[Problem description]:
List every line of the material below that contains the string "recessed". Case counts.

Data extracted from a collection:
>> begin
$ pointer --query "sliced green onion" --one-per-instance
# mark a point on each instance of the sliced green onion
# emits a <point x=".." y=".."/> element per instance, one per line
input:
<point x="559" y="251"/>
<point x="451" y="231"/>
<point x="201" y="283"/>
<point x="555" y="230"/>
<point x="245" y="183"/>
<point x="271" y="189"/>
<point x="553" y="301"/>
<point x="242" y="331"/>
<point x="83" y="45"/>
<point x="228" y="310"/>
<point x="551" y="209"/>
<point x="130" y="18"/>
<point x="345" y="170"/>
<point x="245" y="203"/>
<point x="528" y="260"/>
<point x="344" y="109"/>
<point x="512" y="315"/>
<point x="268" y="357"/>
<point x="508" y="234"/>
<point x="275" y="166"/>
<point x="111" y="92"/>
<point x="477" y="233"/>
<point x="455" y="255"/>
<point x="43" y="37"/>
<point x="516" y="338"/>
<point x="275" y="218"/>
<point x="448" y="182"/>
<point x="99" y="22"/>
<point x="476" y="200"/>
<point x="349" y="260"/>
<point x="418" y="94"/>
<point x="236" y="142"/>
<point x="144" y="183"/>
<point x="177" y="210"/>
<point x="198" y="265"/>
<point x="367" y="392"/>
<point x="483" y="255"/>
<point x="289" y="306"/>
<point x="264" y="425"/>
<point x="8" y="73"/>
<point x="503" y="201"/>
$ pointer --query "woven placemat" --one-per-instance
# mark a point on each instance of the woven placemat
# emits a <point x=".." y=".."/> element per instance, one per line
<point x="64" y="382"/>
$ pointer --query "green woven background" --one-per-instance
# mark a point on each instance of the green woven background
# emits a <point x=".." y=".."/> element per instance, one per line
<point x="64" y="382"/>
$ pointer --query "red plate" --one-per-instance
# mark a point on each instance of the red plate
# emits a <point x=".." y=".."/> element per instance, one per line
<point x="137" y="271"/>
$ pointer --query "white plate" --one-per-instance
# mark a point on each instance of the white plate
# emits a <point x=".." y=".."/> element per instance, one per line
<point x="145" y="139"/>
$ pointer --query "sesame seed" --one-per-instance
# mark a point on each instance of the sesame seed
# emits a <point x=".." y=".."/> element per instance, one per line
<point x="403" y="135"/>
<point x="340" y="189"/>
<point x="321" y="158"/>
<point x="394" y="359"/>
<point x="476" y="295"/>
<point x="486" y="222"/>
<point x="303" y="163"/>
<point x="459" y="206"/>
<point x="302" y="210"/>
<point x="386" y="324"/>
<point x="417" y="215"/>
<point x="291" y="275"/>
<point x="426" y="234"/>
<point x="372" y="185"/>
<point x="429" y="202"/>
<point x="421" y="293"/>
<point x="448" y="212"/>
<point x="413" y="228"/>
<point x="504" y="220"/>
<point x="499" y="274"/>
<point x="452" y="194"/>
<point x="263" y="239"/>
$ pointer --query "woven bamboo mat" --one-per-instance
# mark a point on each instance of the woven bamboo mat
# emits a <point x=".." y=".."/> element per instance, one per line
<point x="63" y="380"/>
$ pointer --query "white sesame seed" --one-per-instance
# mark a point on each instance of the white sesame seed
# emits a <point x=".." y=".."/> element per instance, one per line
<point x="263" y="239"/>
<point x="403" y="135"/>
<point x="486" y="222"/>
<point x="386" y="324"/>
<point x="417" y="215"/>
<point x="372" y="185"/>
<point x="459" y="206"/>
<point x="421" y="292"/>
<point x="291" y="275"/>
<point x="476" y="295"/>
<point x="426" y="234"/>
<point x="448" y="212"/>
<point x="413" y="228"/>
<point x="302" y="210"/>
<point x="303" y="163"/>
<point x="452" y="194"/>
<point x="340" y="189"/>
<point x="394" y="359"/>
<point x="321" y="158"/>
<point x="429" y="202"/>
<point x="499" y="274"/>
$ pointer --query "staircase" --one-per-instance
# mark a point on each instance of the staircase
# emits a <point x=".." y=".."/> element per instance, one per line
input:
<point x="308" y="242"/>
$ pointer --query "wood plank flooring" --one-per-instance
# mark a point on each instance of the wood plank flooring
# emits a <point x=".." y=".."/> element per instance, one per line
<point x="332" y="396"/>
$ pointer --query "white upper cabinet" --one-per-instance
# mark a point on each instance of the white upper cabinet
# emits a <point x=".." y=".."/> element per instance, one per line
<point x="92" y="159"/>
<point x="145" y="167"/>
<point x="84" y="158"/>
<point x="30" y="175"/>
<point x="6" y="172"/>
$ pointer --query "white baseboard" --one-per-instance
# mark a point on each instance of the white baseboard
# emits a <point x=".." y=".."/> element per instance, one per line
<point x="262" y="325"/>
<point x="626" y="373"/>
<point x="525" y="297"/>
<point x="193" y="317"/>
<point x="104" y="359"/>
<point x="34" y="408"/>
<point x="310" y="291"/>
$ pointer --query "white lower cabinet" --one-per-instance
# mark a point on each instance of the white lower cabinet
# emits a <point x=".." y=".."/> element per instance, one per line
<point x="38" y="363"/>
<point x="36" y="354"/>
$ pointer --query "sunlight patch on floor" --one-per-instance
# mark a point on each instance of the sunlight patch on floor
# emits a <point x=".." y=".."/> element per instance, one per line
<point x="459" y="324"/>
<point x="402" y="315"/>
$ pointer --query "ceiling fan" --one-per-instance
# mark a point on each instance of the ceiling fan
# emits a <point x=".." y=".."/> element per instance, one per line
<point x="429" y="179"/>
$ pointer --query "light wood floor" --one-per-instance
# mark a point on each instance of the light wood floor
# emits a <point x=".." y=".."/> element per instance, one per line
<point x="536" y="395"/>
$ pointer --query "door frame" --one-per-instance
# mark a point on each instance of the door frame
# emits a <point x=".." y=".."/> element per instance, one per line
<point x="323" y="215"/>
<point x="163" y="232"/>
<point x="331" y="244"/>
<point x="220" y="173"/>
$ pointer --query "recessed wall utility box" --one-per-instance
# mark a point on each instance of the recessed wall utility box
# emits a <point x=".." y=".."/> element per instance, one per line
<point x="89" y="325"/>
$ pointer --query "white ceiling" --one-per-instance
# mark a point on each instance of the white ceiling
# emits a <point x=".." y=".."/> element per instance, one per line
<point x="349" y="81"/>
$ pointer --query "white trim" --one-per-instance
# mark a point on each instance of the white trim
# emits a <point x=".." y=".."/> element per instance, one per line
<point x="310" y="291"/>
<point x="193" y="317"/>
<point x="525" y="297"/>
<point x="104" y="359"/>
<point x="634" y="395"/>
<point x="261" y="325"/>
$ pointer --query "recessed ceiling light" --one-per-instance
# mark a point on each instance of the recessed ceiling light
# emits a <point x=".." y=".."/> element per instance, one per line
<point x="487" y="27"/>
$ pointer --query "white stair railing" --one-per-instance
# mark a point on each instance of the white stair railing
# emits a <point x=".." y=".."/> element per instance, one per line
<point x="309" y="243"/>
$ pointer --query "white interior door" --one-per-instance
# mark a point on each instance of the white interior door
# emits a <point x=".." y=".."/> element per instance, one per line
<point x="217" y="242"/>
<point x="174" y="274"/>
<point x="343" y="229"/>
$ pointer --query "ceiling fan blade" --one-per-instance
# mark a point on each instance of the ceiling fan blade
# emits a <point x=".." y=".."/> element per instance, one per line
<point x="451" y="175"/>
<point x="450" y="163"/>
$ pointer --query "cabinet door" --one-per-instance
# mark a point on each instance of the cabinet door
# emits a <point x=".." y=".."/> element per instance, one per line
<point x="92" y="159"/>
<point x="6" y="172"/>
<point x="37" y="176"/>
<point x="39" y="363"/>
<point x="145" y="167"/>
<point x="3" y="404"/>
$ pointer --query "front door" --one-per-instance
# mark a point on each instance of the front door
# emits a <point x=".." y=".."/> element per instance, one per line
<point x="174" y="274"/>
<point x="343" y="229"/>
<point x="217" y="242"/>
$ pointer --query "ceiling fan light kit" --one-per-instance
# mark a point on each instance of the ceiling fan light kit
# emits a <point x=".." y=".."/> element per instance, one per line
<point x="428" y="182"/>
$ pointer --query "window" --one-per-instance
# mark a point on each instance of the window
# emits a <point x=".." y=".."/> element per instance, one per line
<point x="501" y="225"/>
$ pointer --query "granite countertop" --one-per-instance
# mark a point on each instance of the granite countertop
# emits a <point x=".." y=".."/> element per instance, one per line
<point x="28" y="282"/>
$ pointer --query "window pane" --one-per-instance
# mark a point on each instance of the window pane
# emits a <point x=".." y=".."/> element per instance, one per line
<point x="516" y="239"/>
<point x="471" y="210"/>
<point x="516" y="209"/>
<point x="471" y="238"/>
>> end
[Output]:
$ pointer --query "recessed wall utility box" --one-per-instance
# mark a point on each instance of the recessed wall utility box
$ pointer --query "recessed ceiling light" --one-per-instance
# mark a point on each instance of the recessed ceiling light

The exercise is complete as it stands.